Po przeciwległych stronach akwarium, czyli z jednej strony jest wąż zasysający i po drugiej odprowadzający, tak żeby wspomóc ruch wody (cyrkulację)

Opublikowano
pisząc pierwszego posta w tym wątku miałem pomysł aby mój mechanik nie zalegał w całości w akwarium. Tylko jego niewielka część miała się znaleźć w wodzie, do tego posunięcia zdeterminował mnie fakt że wyciąganie dotychczasowej gąbki podłączonej do pompy (cyrkulatora) najczęściej powodowało że przyklejone rybie kupy i cały syf odklejał sie od gąbki i lądował znowu w akwarium.


Trochę OT, ale na to też jest stary, sprawdzony sposób. Zanim wyciągniesz "mechanika" z akwarium umieszczasz go w worku foliowym. Ja do tego używam 20 litrowego najzwyklejszego worka śmieci. Tak doszedłem do wprawy, że nic z gąbki się nie dostaje z powrotem do akwarium ;-)

Opublikowano

Jeśli można wtrącić to fajnym rozwiązaniem jest seria AQUAELA Turbo Filter, do standardowej głowicy dołączona jest gąbka i pojemnik na inne medium filtracyjne w komplecie jest to ceramika ale ja wrzuciłem do środka gąbkę o grubszym ziarnie. Pojemnik zgrabnie wykonany przy wyciąganiu z akwa syf nie wylatuje i co ważne różnica w cenie między samą głowicą a kompletem bardzo niewielka (brałem w RYBARIUM). Oczywiście rozwiązanie OK jeśli nie chcemy się całkiem pozbyć filtra wew.

▶ [Zadania do wykonania]:
[1] Wymień wszystkie składniki kompletu z serii AQUAELA Turbo Filter podane w tekście o filtrach akwariowych.
[2] Dopisz dalszy ciąg tekstu o filtrach akwariowych, zaczynając po jego ostatnim zdaniu.

▶ [Rekordy danych]:
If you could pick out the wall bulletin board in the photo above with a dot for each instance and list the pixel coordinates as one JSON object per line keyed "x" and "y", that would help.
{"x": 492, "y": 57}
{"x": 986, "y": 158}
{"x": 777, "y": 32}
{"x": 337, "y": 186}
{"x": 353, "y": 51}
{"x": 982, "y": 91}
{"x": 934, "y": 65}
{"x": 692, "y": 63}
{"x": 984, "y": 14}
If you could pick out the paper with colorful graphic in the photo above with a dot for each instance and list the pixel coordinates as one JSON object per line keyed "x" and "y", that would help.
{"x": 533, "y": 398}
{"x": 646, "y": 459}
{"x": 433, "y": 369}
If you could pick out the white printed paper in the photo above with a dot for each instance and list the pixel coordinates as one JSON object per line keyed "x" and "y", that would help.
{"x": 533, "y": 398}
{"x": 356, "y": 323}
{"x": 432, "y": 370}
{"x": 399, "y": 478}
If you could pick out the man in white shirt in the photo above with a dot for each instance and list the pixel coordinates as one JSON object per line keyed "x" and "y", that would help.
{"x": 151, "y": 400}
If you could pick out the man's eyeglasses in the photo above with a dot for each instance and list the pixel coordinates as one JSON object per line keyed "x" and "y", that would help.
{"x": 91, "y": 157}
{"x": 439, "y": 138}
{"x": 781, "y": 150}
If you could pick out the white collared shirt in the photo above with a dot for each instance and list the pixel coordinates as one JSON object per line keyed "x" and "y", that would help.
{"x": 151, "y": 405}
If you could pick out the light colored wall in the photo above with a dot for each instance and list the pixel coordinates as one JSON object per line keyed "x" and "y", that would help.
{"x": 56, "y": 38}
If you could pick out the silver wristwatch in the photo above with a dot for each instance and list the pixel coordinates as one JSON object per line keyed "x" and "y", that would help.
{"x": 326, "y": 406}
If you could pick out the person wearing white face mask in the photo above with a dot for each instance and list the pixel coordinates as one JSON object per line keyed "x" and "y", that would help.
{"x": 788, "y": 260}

▶ [Odpowiedzi]:
[1] standardowa głowica, gąbka, pojemnik na inne medium filtracyjne, ceramika

[2]
Opublikowano

Tak wiem ze jest taka opcja i że ludzie tak to robią jednak ja dążę do do (suchej obsługi filtra czyli filtry po za akwarium) jak najmniej moczenia rąk w akwarium. Obecnie ręce w akwarium moczę tylko przy skrobaniu zielska z szyb, ewentualnie przy zmianach w dekoracjach. reszta prac odbywa się w "suchym doku" :D

Opublikowano

No ale nawet jak odrobina tego syfu spada znów do akwa, to przecież po podłączeniu mechanika w kilka chwil znów jest czyściutko. To co spada do wody to może 1/20 tego co zostało zebrane. A tak przynajmniej jest u mnie. Nie przejmuję się, że coś z tego syfu wróciło do wody.


P.S. Numer z workiem jest dobry :)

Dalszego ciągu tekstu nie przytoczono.